─── Materials provided

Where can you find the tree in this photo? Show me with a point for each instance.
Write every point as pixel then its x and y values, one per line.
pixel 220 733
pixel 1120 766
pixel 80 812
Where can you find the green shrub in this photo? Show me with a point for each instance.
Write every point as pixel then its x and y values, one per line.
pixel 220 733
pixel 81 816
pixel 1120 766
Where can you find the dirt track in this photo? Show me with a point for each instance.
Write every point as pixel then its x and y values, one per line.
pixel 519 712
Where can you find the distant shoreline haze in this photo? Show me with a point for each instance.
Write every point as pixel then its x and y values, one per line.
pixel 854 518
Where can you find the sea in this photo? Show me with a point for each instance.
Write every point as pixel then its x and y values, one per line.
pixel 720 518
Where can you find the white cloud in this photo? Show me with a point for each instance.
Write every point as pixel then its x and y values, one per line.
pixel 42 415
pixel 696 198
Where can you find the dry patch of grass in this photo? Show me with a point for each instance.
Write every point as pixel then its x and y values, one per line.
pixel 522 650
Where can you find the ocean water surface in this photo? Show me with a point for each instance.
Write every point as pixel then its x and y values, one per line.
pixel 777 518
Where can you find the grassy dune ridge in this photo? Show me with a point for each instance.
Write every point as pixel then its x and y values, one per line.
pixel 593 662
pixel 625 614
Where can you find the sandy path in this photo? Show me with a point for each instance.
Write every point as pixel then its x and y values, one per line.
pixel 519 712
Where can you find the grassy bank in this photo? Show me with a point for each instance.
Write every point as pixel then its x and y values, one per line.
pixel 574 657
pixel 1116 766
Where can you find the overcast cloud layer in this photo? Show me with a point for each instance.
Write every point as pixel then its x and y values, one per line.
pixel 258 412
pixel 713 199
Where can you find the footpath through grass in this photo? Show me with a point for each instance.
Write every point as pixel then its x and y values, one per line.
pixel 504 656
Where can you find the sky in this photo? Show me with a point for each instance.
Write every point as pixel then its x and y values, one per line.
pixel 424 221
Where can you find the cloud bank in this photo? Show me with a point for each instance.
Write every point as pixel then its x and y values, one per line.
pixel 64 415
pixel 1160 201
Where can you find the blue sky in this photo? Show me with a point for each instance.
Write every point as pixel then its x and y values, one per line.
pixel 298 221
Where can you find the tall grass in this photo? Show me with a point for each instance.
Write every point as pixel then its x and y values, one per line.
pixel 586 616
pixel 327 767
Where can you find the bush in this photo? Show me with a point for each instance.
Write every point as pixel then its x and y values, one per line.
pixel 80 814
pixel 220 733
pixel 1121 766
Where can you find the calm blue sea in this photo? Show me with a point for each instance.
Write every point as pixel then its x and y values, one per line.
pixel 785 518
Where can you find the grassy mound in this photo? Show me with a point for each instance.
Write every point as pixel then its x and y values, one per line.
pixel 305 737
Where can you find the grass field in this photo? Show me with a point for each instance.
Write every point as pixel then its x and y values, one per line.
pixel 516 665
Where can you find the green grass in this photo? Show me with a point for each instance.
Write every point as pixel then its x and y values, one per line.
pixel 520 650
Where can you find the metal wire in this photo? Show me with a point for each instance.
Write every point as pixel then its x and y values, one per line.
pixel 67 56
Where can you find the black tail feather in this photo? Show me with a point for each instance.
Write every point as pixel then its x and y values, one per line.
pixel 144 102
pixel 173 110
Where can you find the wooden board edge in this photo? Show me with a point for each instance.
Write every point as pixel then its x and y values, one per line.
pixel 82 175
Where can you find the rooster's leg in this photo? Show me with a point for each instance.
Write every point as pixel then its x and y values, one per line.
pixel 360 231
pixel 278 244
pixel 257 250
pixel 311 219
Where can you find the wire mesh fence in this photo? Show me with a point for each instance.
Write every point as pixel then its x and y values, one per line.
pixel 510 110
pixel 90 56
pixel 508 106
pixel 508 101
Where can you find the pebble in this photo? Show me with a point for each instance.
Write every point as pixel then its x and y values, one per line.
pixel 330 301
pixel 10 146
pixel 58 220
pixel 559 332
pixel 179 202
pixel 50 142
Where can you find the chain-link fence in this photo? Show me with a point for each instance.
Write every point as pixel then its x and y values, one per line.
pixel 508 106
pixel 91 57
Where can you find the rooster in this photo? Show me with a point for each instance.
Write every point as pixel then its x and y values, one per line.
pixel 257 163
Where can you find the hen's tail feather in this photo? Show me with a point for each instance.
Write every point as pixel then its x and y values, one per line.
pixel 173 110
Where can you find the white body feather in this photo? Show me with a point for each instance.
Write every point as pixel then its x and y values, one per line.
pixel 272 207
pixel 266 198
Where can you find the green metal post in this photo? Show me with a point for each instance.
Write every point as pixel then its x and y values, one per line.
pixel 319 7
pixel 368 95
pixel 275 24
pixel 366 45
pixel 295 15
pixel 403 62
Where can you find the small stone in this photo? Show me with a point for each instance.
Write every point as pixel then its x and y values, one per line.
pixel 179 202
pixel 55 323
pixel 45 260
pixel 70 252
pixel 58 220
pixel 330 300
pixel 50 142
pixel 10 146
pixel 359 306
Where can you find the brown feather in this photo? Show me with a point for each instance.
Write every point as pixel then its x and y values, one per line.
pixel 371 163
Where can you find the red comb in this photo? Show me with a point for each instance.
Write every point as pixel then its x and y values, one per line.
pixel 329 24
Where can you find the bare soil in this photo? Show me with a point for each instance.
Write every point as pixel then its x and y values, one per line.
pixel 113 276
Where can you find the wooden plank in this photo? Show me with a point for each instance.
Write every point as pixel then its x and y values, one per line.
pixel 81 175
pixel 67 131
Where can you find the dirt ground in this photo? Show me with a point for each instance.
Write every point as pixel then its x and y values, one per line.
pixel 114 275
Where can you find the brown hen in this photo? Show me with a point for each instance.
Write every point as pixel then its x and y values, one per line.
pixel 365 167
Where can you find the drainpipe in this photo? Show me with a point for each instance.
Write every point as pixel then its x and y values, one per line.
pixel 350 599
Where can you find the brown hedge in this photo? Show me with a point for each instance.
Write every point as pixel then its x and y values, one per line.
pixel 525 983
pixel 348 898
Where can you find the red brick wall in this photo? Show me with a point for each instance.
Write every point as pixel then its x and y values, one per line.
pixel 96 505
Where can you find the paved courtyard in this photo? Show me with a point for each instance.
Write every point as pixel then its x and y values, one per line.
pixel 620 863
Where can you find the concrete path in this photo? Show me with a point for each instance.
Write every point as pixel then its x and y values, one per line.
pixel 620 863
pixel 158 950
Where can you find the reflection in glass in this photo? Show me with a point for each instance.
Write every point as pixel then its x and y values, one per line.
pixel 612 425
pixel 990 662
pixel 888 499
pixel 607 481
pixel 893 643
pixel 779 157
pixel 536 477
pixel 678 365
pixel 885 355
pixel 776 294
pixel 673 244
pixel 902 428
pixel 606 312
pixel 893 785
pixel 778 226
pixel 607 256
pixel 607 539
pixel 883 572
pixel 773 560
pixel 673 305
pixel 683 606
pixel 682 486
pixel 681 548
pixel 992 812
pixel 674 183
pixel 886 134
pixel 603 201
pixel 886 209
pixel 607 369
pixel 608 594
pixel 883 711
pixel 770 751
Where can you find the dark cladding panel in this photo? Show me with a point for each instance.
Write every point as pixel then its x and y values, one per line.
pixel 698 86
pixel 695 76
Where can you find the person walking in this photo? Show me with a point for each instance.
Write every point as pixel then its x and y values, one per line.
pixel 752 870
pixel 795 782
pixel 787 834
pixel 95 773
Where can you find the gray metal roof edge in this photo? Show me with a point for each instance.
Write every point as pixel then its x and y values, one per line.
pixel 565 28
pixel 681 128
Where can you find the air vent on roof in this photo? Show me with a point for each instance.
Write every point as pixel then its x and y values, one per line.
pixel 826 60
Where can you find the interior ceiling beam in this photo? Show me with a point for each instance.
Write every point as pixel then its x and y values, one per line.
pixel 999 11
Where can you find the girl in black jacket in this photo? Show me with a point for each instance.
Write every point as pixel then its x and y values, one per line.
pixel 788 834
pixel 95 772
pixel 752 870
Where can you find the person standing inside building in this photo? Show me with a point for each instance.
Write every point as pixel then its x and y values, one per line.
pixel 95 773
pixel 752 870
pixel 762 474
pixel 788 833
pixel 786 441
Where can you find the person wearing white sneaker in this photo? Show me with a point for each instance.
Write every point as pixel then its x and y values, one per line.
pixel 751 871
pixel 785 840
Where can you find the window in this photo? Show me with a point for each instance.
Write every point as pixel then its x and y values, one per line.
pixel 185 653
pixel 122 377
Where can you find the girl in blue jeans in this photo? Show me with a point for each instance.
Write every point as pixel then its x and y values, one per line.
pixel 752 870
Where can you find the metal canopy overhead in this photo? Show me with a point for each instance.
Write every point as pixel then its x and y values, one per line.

──────

* _Exercise details_:
Render the lines from the one containing "Where can you find the drainpipe" through the one containing "pixel 348 898" as a two-column CSV with the headers request and answer. Give one row per request, with its text and its answer each in a single quoted field and line breaks replaced by spaces.

* _Written answer_:
request,answer
"Where can you find the drainpipe in this photo? Show me with a point for each instance. Write every point as pixel then its x and y values, one per line.","pixel 350 599"
"Where can you find the brown hedge in this photo? Show me with a point for each instance. Write every point as pixel then its x and y values, one per line.","pixel 525 983 pixel 348 898"